# SELECTED PASSAGE
You can manage each run by physically deleting it using the rm command.

As of the sapporo-service 2.0.0, an SQLite database (sapporo.db) has been added inside the run directory. This database is used to speed up GET /runs calls. The master data remains within each run directory, and the database is updated every 30 minutes while sapporo is running. If you need the latest run status, use GET /runs/{run_id} instead of GET /runs.

run.sh

The run.sh script is used to abstract the workflow engine. When POST /runs is invoked, the sapporo-service forks the execution of run.sh after preparing the necessary files in the run directory. This allows you to adapt various workflow engines to WES by modifying run.sh.

By default, run.sh is located in the application directory of the sapporo-service. You can override this location using the startup argument --run-sh or the environment variable SAPPORO_RUN_SH.

Executable Workflows

The sapporo-service can be configured to allow only specific workflows to be executed. This is managed using the --executable-workflows startup argument or the SAPPORO_EXECUTABLE_WORKFLOWS environment variable. These options specify the location of the executable_workflows.json file, which by default is located in the application directory of the sapporo-service.

The executable_workflows.json file manages the list of executable workflows in the following format:

{
  "workflows": [
    "https://example.com/workflow.cwl"

# Dataset entries
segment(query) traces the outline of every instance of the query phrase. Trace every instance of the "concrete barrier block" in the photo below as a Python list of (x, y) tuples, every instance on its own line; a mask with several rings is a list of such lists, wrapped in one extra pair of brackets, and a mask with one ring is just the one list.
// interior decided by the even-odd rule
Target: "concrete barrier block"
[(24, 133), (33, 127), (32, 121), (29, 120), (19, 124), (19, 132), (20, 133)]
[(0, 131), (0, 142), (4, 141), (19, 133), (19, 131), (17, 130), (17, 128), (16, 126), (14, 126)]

* * *

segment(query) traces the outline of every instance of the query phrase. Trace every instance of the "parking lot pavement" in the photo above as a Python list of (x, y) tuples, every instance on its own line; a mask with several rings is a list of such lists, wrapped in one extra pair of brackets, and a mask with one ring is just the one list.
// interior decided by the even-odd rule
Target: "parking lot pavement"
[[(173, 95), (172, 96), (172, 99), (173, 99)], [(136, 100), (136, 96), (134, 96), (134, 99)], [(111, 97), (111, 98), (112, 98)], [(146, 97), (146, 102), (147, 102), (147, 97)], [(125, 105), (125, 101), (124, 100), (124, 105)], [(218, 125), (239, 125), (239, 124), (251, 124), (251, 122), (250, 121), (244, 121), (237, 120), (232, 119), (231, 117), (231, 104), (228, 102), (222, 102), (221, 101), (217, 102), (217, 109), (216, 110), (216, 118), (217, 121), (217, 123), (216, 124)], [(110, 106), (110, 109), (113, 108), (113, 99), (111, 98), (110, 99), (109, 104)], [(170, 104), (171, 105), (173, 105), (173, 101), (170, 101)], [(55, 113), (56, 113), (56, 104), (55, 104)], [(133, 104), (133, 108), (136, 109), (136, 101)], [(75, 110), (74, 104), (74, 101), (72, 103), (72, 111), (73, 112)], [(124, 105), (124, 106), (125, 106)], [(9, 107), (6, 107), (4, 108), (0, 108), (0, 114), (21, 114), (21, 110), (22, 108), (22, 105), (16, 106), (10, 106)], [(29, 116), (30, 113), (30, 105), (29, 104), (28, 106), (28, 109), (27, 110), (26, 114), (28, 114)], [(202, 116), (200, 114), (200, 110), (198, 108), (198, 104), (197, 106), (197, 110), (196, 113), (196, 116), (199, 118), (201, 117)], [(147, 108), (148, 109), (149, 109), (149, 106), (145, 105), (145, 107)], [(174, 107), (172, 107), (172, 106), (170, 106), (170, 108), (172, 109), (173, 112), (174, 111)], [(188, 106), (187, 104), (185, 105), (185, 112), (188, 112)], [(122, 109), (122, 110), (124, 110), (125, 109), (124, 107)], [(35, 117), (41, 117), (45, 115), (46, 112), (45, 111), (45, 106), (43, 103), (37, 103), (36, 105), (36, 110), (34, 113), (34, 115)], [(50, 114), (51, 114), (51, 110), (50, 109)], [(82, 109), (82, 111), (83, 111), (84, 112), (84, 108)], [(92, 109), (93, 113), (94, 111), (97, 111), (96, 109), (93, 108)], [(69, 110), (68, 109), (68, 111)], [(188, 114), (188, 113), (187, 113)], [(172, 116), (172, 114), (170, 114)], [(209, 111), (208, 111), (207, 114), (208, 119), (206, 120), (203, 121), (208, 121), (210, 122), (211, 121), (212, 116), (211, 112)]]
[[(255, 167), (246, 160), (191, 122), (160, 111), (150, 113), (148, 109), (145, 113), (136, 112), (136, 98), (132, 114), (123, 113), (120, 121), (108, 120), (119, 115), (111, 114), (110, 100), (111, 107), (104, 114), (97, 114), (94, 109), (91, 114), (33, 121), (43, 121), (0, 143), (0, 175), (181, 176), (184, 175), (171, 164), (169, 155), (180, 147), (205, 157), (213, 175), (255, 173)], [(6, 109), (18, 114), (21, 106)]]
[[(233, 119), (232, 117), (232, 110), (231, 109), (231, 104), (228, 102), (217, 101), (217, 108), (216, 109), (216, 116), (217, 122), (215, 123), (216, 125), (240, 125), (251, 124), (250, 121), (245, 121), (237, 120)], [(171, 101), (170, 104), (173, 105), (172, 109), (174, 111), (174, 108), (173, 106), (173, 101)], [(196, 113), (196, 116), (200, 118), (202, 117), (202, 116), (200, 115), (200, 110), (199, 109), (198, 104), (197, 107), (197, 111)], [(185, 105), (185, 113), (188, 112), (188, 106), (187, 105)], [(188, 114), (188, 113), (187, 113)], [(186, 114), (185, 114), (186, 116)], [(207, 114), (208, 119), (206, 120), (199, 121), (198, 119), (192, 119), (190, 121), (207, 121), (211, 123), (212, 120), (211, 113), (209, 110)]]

# REQUIRED ACTIONS
(a) According to the sapporo-service documentation, how often is the sapporo.db database updated while sapporo is running?
(b) Continue the sapporo-service documentation from the point where it ends.

# ANSWERS TO THE TASKS
(a) Every 30 minutes.

(b)
  ]
}

The executable_workflows.json file contains a list of executable workflow_urls. If the array is empty, all workflows are allowed to execute. Each workflow_url must be a remote resource (http/https). When this list is defined, any workflow_url provided in a POST /runs request must be present in the list; otherwise, the request will return a 400 Bad Request.

You can retrieve the list of executable workflows via the API using the GET /executable_workflows endpoint.

Download Output Files

The sapporo-service provides a feature to download output files and allows users to list and download files from the outputs directory of a run.

To list the files in the outputs directory, use the GET /runs/{run_id}/outputs endpoint. Additionally, you can download the entire outputs directory as a zip file by using the query parameter ?download=true with the GET /runs/{run_id}/outputs endpoint.

To download a specific file in the outputs directory, use the GET /runs/{run_id}/outputs/{path} endpoint.

You can specify the base URL for downloading the output files using the --base-url startup argument or the SAPPORO_BASE_URL environment variable. The files can be downloaded using the format {base_url}/runs/{run_id}/outputs/{path}. By default, the base URL is http://{host}:{port}{url_prefix}. This feature is useful when using a reverse proxy such as Nginx or when a domain name is configured.

Clean Up Run Directories

The sapporo-service provides a feature to clean up run directories that have a start time older than a specified number of days. This can be configured using the --run-remove-older-than-days startup argument or the SAPPORO_RUN_REMOVE_OLDER_THAN_DAYS environment variable.

By setting this option, the sapporo-service will automatically remove run directories that are older than the specified number of days, helping to manage disk space and maintain a clean working environment.

Swagger UI

Since the sapporo-service is implemented using FastAPI, Swagger UI is available. After starting the sapporo-service, you can access Swagger UI by navigating to http://localhost:1122/docs in your browser. This interface allows you to review the API specifications and execute API requests directly from the browser.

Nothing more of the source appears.